■ DOCUMENT EXTRACT ■
○ ○ ○ ○ ○ ○ ○

Battery Fault Detection and Early Warning for Electric Vehicles: A Deep Learning-Powered End-to-End Solution
Jinwen Li, Yunhong Che, Yusheng Zheng, Kai Zhang, Xiaosong Hu
Abstract
Accurate battery fault detection and early warning are important to the efficient and safe operation of electric vehicles (EVs). Artificial intelligence-based methods make it possible to monitor faults in a timely and low-cost manner. To this end, this paper introduces a deep learning-powered end-to-end framework for fault detection and early warning of lithium-ion batteries in real-world EVs. The framework leverages an unsupervised architecture that relies solely on cell voltage for fault detection and early warning. It supports real-time detection and simultaneous monitoring of all battery cells. Firstly, the fault detection model is established using a Transformer with two-phase adversarial training, facilitating automatic feature extraction in an unsupervised manner. Subsequently, the threshold is dynamically and adaptively determined based on extreme value theory. Finally, the battery’s safety risk is quantified by weighing voltage and temperature information. Field data from 20 faulty EVs validate the effectiveness of the proposed framework. Results indicate the method is robust to data fidelity, requiring only 4 days of historical fault-free data for model training, achieving accurate fault detection with an F1 score of 0.969 and an FPR of 0.095. Additionally, our model can provide several hours and seconds of early warning for evolutionary and sudden faults, respectively.

○ ○ ○ ○ ○ ○ ○

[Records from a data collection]
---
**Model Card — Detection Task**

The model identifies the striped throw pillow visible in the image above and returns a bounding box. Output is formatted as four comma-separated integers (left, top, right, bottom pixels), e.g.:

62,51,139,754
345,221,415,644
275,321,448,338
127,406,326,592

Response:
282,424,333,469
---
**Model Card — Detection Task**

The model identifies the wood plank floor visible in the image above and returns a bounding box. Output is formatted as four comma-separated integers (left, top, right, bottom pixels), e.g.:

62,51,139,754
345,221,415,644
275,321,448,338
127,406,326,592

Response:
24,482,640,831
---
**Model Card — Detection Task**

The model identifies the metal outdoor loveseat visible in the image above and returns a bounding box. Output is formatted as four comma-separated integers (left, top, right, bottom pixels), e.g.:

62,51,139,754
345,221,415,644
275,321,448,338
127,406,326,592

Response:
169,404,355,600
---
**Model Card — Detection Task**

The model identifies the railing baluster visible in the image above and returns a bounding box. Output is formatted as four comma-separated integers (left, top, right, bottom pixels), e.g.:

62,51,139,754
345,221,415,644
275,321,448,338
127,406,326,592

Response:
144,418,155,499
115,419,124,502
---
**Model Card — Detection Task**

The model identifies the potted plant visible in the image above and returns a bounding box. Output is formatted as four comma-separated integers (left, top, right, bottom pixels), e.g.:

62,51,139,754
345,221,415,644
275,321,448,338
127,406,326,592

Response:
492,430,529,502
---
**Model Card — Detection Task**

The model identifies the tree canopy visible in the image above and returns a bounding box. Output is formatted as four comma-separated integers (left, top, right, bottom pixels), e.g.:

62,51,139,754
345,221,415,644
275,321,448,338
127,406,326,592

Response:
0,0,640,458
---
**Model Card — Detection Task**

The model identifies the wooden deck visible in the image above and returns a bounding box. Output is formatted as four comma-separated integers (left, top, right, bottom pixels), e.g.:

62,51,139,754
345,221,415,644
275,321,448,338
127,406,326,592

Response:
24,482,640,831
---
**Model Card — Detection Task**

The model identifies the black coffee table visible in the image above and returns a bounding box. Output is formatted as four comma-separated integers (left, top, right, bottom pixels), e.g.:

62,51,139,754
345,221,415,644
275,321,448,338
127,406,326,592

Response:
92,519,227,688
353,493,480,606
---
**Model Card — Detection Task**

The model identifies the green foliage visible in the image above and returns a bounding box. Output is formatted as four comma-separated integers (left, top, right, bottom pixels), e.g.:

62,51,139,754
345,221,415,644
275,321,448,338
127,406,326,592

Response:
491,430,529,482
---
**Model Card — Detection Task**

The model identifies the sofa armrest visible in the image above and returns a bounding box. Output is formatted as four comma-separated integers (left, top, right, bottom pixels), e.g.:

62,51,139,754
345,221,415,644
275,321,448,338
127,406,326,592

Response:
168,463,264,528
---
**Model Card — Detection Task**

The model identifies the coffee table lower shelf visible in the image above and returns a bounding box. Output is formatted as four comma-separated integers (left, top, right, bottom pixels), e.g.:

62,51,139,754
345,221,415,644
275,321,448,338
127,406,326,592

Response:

○ ○ ○ ○ ○ ○ ○

■ REQUIRED ACTION ■
In the abstract on battery fault detection for electric vehicles, why does accurate fault detection and early warning matter, and what makes methods based on artificial intelligence useful for it? Answer in one to three sentences.

■ SOLUTION TO THIS PROBLEM ■
Accurate fault detection and early warning are important to the efficient and safe operation of electric vehicles. Methods based on artificial intelligence make it possible to monitor faults in a timely and low-cost manner.